■ **BRIEF**
Each entry must be copied exactly, without omission.

Start of PROVIDED DATA

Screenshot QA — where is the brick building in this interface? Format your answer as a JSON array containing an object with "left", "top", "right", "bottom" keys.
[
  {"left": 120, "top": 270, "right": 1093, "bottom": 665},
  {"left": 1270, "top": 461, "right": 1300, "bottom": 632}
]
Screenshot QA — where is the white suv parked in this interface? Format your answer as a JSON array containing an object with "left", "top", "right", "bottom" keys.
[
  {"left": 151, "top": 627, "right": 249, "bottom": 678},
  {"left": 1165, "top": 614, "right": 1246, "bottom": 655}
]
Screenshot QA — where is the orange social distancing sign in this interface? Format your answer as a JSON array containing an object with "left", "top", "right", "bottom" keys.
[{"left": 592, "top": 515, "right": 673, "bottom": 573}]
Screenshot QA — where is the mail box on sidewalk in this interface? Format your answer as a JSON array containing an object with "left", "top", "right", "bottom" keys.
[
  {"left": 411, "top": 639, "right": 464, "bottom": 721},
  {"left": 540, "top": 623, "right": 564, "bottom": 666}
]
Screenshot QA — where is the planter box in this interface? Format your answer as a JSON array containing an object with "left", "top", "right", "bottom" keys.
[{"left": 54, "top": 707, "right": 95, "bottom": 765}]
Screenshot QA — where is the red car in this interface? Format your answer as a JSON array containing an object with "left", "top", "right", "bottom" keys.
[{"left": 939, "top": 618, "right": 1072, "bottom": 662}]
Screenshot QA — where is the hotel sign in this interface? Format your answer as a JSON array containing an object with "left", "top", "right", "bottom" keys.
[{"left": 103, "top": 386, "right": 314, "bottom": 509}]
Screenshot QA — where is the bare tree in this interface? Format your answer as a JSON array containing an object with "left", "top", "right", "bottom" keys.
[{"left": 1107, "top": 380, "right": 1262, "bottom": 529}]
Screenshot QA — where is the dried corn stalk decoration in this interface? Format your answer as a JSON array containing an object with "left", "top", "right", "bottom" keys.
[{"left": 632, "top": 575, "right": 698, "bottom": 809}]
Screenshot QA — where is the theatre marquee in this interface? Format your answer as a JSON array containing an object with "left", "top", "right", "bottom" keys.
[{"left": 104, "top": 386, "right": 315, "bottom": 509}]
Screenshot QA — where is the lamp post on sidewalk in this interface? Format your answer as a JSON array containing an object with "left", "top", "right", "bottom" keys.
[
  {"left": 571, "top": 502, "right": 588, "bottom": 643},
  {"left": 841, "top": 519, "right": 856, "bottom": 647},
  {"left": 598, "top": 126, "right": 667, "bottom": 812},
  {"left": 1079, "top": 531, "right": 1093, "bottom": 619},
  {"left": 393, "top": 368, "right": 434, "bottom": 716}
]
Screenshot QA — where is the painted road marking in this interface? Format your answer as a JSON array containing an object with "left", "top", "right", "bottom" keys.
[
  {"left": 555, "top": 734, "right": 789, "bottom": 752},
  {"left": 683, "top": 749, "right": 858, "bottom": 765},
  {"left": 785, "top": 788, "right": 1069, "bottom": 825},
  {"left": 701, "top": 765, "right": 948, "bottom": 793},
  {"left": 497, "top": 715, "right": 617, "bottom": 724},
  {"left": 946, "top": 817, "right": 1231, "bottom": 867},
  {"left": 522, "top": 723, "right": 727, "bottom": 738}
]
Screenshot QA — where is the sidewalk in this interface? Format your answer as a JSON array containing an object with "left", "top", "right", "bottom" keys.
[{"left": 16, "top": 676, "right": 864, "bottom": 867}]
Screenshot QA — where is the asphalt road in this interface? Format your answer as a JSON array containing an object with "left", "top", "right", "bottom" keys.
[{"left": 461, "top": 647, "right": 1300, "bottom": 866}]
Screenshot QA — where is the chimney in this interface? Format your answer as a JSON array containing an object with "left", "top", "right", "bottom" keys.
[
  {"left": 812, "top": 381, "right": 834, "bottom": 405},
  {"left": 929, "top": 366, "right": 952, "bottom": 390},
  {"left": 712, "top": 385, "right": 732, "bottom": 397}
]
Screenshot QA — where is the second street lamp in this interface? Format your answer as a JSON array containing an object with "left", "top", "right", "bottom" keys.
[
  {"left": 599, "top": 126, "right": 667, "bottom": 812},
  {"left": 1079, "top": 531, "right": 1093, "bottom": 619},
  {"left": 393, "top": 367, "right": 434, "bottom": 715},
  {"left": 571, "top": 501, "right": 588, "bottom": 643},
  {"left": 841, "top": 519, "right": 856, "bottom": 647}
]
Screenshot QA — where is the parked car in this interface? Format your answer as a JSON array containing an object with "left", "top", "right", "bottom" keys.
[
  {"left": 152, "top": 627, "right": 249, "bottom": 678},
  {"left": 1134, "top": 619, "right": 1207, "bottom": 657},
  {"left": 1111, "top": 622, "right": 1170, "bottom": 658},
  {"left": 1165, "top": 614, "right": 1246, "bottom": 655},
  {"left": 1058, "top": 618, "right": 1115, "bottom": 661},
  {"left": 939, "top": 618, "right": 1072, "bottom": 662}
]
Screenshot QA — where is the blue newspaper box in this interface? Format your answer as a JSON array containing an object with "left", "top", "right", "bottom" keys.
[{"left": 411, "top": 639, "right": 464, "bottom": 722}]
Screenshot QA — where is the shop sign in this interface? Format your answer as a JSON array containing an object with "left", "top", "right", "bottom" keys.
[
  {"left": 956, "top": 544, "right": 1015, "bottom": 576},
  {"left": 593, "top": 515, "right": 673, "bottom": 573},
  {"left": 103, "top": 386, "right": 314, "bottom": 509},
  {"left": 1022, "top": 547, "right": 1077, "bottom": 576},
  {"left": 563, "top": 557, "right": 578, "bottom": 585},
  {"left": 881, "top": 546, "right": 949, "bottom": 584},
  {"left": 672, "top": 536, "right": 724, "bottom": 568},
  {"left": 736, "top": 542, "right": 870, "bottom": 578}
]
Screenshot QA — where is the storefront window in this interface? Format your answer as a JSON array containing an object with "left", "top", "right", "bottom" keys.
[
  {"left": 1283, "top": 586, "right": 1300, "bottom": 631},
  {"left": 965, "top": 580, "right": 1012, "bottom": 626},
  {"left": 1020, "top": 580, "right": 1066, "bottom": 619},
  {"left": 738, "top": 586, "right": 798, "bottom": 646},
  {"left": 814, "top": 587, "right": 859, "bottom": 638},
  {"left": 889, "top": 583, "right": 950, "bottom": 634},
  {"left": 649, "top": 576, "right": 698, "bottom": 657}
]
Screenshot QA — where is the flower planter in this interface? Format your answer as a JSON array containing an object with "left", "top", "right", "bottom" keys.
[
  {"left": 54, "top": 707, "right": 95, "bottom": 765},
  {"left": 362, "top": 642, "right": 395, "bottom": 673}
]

End of PROVIDED DATA

■ **SOLVED EXERCISE**
Screenshot QA — where is the brick building in this interface? Format your answer as a JSON array containing an object with "left", "top", "right", "bottom" keys.
[
  {"left": 120, "top": 270, "right": 1093, "bottom": 665},
  {"left": 1270, "top": 461, "right": 1300, "bottom": 632}
]
Screenshot QA — where is the white suv parked in this interface? Format your answer as a JSON array containing an object with "left", "top", "right", "bottom" keys.
[
  {"left": 151, "top": 627, "right": 249, "bottom": 678},
  {"left": 1165, "top": 614, "right": 1246, "bottom": 655}
]
Screenshot QA — where is the orange social distancing sign in this interface? Format your answer as a JSON array containing an object with "left", "top", "right", "bottom" keys.
[{"left": 592, "top": 515, "right": 673, "bottom": 573}]
Screenshot QA — where is the mail box on sidewalk in this interface? Format your answer as a JSON array containing an object with "left", "top", "right", "bottom" keys.
[
  {"left": 411, "top": 639, "right": 464, "bottom": 721},
  {"left": 540, "top": 623, "right": 564, "bottom": 666}
]
Screenshot QA — where is the planter box in this interface? Format your answer as a JSON array containing an object with "left", "top", "right", "bottom" keys.
[{"left": 54, "top": 707, "right": 95, "bottom": 765}]
Screenshot QA — where is the red car in this interface? Format your answer as a JSON array containing an object with "left", "top", "right", "bottom" keys.
[{"left": 939, "top": 618, "right": 1072, "bottom": 662}]
Screenshot QA — where is the hotel sign in this interface? Format your answer as a JSON array containing an object with "left", "top", "right", "bottom" keys.
[{"left": 103, "top": 386, "right": 314, "bottom": 509}]
Screenshot QA — where is the bare tree in this interface? Format your answer as a JSON array containing an object with "left", "top", "right", "bottom" keys.
[{"left": 1107, "top": 380, "right": 1262, "bottom": 529}]
Screenshot QA — where is the dried corn stalk decoration in this interface? Format your answer as a JSON array containing an object with "left", "top", "right", "bottom" keys.
[{"left": 632, "top": 575, "right": 698, "bottom": 809}]
Screenshot QA — where is the theatre marquee in this interface? Format your answer as a JSON array containing an object with "left", "top", "right", "bottom" keys.
[{"left": 104, "top": 386, "right": 315, "bottom": 509}]
Screenshot QA — where is the lamp post on sidewalk in this interface? Format your answer as a JSON array containing an object with "left", "top", "right", "bottom" keys.
[
  {"left": 571, "top": 502, "right": 588, "bottom": 643},
  {"left": 841, "top": 519, "right": 856, "bottom": 647},
  {"left": 598, "top": 126, "right": 667, "bottom": 812},
  {"left": 1079, "top": 531, "right": 1093, "bottom": 619},
  {"left": 393, "top": 368, "right": 434, "bottom": 716}
]
Screenshot QA — where is the painted road marking in this interface? Format your answer as a JSON array containing an object with "left", "top", "right", "bottom" keys.
[
  {"left": 555, "top": 734, "right": 789, "bottom": 752},
  {"left": 683, "top": 749, "right": 858, "bottom": 765},
  {"left": 785, "top": 788, "right": 1069, "bottom": 825},
  {"left": 701, "top": 765, "right": 948, "bottom": 793},
  {"left": 497, "top": 715, "right": 617, "bottom": 724},
  {"left": 946, "top": 817, "right": 1231, "bottom": 867},
  {"left": 522, "top": 723, "right": 727, "bottom": 738}
]
Screenshot QA — where is the sidewalk in this interface? Format your answer as a JSON array containing an object with "left", "top", "right", "bottom" keys.
[{"left": 16, "top": 676, "right": 864, "bottom": 867}]
Screenshot QA — where is the asphalt road in this interface? Format your answer as a JSON array containing an object with "left", "top", "right", "bottom" keys.
[{"left": 461, "top": 647, "right": 1300, "bottom": 866}]
Screenshot QA — where is the chimney in this interface? Format your answer as a JSON array containing an object with "left", "top", "right", "bottom" keys.
[
  {"left": 812, "top": 381, "right": 834, "bottom": 405},
  {"left": 929, "top": 366, "right": 952, "bottom": 390},
  {"left": 712, "top": 385, "right": 732, "bottom": 397}
]
Screenshot QA — where is the second street lamp in this interface? Format your answer as a JSON array containing an object with "left", "top", "right", "bottom" keys.
[
  {"left": 599, "top": 126, "right": 667, "bottom": 812},
  {"left": 1079, "top": 531, "right": 1093, "bottom": 619},
  {"left": 393, "top": 367, "right": 434, "bottom": 715},
  {"left": 571, "top": 501, "right": 588, "bottom": 643},
  {"left": 841, "top": 519, "right": 856, "bottom": 647}
]
Screenshot QA — where is the parked car in this interface? Format your answer as a JSON array containing an object with "left", "top", "right", "bottom" keys.
[
  {"left": 152, "top": 627, "right": 249, "bottom": 678},
  {"left": 1134, "top": 619, "right": 1207, "bottom": 657},
  {"left": 1111, "top": 622, "right": 1170, "bottom": 658},
  {"left": 1165, "top": 614, "right": 1246, "bottom": 655},
  {"left": 1058, "top": 618, "right": 1115, "bottom": 661},
  {"left": 939, "top": 618, "right": 1072, "bottom": 662}
]
Screenshot QA — where is the blue newspaper box in this interface? Format your answer as a JSON array containing an object with "left", "top", "right", "bottom" keys.
[{"left": 411, "top": 639, "right": 464, "bottom": 722}]
Screenshot QA — where is the shop sign in this interface? Format your answer as a JSON array containing an object with "left", "top", "right", "bottom" keys.
[
  {"left": 956, "top": 544, "right": 1015, "bottom": 576},
  {"left": 593, "top": 515, "right": 673, "bottom": 573},
  {"left": 103, "top": 386, "right": 314, "bottom": 509},
  {"left": 1022, "top": 547, "right": 1077, "bottom": 576},
  {"left": 563, "top": 557, "right": 578, "bottom": 585},
  {"left": 881, "top": 546, "right": 949, "bottom": 584},
  {"left": 672, "top": 536, "right": 724, "bottom": 568},
  {"left": 736, "top": 542, "right": 870, "bottom": 578}
]
Screenshot QA — where is the storefront window in this interface? Format your answer as a JSON array containing an object with "left", "top", "right", "bottom" keys.
[
  {"left": 1283, "top": 586, "right": 1300, "bottom": 631},
  {"left": 965, "top": 580, "right": 1012, "bottom": 626},
  {"left": 1020, "top": 580, "right": 1066, "bottom": 619},
  {"left": 738, "top": 586, "right": 798, "bottom": 646},
  {"left": 814, "top": 587, "right": 859, "bottom": 638},
  {"left": 889, "top": 583, "right": 950, "bottom": 634},
  {"left": 649, "top": 576, "right": 698, "bottom": 657}
]
Screenshot QA — where is the flower planter in this interface? Format your answer as a JSON array containing an object with "left", "top", "right", "bottom" keys.
[
  {"left": 54, "top": 707, "right": 95, "bottom": 765},
  {"left": 362, "top": 642, "right": 395, "bottom": 673}
]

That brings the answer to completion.